### DATASET EXTRACT ###

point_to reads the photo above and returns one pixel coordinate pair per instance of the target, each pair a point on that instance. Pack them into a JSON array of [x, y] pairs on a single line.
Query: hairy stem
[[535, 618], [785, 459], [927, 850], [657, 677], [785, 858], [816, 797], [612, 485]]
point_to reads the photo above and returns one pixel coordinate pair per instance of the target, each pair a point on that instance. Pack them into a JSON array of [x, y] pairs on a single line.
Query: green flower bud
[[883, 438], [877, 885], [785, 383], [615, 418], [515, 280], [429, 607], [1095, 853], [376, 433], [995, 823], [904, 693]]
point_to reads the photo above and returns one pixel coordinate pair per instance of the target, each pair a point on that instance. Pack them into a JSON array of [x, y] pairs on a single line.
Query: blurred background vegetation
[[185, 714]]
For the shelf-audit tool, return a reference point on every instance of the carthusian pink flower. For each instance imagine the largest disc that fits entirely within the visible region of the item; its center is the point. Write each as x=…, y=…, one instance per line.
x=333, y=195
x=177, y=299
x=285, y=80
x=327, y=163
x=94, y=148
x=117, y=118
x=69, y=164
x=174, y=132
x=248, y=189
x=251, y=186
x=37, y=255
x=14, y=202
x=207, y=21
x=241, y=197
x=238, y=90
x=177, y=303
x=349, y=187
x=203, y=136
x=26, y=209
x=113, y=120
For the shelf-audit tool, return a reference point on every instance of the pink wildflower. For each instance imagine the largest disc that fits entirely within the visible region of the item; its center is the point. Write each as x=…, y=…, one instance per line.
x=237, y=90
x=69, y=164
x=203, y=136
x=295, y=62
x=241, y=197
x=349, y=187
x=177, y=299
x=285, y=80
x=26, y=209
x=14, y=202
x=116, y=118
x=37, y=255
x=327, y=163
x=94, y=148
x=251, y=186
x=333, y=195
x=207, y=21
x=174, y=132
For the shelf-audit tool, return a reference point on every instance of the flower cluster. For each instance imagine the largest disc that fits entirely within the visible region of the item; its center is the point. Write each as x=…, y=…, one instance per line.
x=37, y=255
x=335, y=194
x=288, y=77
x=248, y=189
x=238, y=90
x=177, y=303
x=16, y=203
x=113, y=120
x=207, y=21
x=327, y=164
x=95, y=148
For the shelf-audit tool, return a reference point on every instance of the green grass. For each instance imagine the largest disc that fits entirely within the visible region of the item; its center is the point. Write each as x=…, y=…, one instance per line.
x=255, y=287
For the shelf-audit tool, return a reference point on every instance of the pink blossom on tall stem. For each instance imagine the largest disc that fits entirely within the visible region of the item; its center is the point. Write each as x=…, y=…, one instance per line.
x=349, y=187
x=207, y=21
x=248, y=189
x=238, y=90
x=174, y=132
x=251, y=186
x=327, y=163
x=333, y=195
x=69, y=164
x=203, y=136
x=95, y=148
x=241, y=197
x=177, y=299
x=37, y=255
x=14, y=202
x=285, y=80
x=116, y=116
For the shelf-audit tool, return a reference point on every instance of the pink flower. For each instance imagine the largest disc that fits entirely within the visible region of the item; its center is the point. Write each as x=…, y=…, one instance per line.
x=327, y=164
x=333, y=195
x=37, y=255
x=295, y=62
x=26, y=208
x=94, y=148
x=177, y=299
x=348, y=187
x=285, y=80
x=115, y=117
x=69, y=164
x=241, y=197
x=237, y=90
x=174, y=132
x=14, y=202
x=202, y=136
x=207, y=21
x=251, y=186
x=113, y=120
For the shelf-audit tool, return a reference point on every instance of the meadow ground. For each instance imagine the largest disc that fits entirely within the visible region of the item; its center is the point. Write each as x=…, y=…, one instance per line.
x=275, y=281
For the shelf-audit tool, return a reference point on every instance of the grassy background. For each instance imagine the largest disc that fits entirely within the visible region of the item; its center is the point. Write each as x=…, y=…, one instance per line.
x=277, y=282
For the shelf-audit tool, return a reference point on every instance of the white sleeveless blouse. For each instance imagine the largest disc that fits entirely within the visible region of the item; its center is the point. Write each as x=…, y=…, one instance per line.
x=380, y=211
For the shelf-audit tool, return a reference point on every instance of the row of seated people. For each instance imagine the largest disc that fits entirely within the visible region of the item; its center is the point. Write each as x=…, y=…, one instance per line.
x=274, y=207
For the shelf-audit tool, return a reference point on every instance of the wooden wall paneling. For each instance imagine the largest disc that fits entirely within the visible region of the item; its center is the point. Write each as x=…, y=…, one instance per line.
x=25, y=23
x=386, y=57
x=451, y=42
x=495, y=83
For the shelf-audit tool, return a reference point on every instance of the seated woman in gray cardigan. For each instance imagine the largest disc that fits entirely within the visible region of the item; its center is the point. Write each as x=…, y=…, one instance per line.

###

* _EXERCISE BRIEF_
The data must be transcribed in full. Every word stays the same.

* _ANSWER FOR THE TASK_
point_to reads the photo above and returns one pixel coordinate pair per instance of the target, each pair a point on that instance. Pack them into a JSON array of [x, y] pairs on a single line.
Query: hairy stem
[[535, 618], [785, 459], [927, 850], [657, 677], [785, 858], [816, 797], [612, 485]]
point_to reads the photo above and returns one pixel coordinate pair per instance of the target, each pair a point on that instance. Pack them into a JSON array of [x, y] pairs on a single line.
Query: green flower bud
[[883, 438], [877, 885], [785, 383], [615, 418], [515, 280], [429, 607], [1095, 853], [376, 433], [995, 823], [904, 693]]
point_to reads the photo above and returns one pixel coordinate pair per instance of the target, each pair a point on that instance. Pack them into a JSON array of [x, y] pairs on a single line.
Query: blurred background vegetation
[[185, 714]]
For the shelf-audit tool, return a reference point on every instance of the carthusian pink flower. For each instance imagine the largest disc that fits entirely within the visible region of the item; its center is the point. Write each as x=…, y=…, one instance per line.
x=333, y=195
x=177, y=299
x=285, y=80
x=327, y=163
x=94, y=148
x=117, y=118
x=69, y=164
x=174, y=132
x=248, y=189
x=251, y=186
x=37, y=255
x=14, y=202
x=207, y=21
x=241, y=197
x=238, y=90
x=177, y=303
x=349, y=187
x=203, y=136
x=26, y=209
x=113, y=120
For the shelf-audit tool, return a reference point on every instance of the pink wildflower. For each instance imagine the largest disc that fits entirely within the visible region of the item; its center is the point. Write each as x=…, y=…, one instance per line.
x=237, y=90
x=69, y=164
x=203, y=136
x=295, y=62
x=241, y=197
x=349, y=187
x=177, y=299
x=285, y=80
x=26, y=209
x=14, y=202
x=116, y=118
x=37, y=255
x=327, y=163
x=94, y=148
x=251, y=186
x=333, y=195
x=207, y=21
x=174, y=132
For the shelf-audit tool, return a reference point on every instance of the flower cluster. For each instance imagine the largest disc that fits entirely within the visible region of the item; its center is the point. Write each as x=…, y=…, one instance per line.
x=37, y=255
x=335, y=194
x=288, y=77
x=248, y=189
x=238, y=90
x=177, y=303
x=16, y=203
x=113, y=120
x=207, y=21
x=327, y=164
x=95, y=148
For the shelf-audit tool, return a reference point on every instance of the green grass. For each instance imagine the largest disc that fits entirely within the visible region of the item; its center is the point. Write each as x=…, y=…, one instance per line.
x=255, y=287
For the shelf-audit tool, return a reference point on every instance of the pink blossom on tall stem. For each instance imagine the largest disc that fits entirely within the visible region of the item; its center is the point. Write each as x=…, y=…, one instance per line.
x=349, y=187
x=207, y=21
x=248, y=189
x=238, y=90
x=174, y=132
x=251, y=186
x=327, y=163
x=333, y=195
x=69, y=164
x=203, y=136
x=95, y=148
x=241, y=197
x=177, y=299
x=37, y=255
x=14, y=202
x=285, y=80
x=116, y=116
For the shelf-audit tool, return a reference point on every instance of the pink flower. For each instance imagine the largest disc that fits entirely within the visible region of the item; its center is the point. Write each as x=…, y=…, one instance per line.
x=327, y=164
x=333, y=195
x=37, y=255
x=295, y=62
x=26, y=208
x=94, y=148
x=177, y=299
x=348, y=187
x=285, y=80
x=115, y=117
x=69, y=164
x=241, y=197
x=237, y=90
x=174, y=132
x=14, y=202
x=202, y=136
x=207, y=21
x=251, y=186
x=113, y=120
For the shelf-audit tool, return a reference point on every instance of the meadow ground. For each instance imagine the largest disc that fits entirely within the visible region of the item; its center is the point. Write each as x=…, y=…, one instance per line.
x=275, y=281
For the shelf-audit tool, return a reference point on every instance of the grassy background. For each instance imagine the largest disc that fits entirely within the visible region of the item; its center is the point. Write each as x=…, y=…, one instance per line.
x=277, y=282
For the shelf-audit tool, return a reference point on every instance of the white sleeveless blouse. For each instance imagine the largest disc that fits entirely within the visible region of the item; its center is the point. Write each as x=…, y=…, one instance per line.
x=380, y=211
For the shelf-audit tool, return a reference point on every instance of the row of seated people. For each instance imagine the largest disc that fits entirely within the visible region of the item; its center is the point. Write each as x=…, y=…, one instance per line.
x=274, y=207
For the shelf-audit tool, return a reference point on every instance of the wooden wall paneling. For each instance imagine the largest disc that fits entirely within the visible region of the item; its center is the point. Write each as x=…, y=…, one instance per line.
x=25, y=23
x=386, y=57
x=451, y=42
x=495, y=83
For the shelf-audit tool, return a reference point on every instance of the seated woman in gray cardigan. For each instance imagine the largest disc that fits entirely within the visible region of the item; its center is the point. Write each as x=…, y=…, one instance per line.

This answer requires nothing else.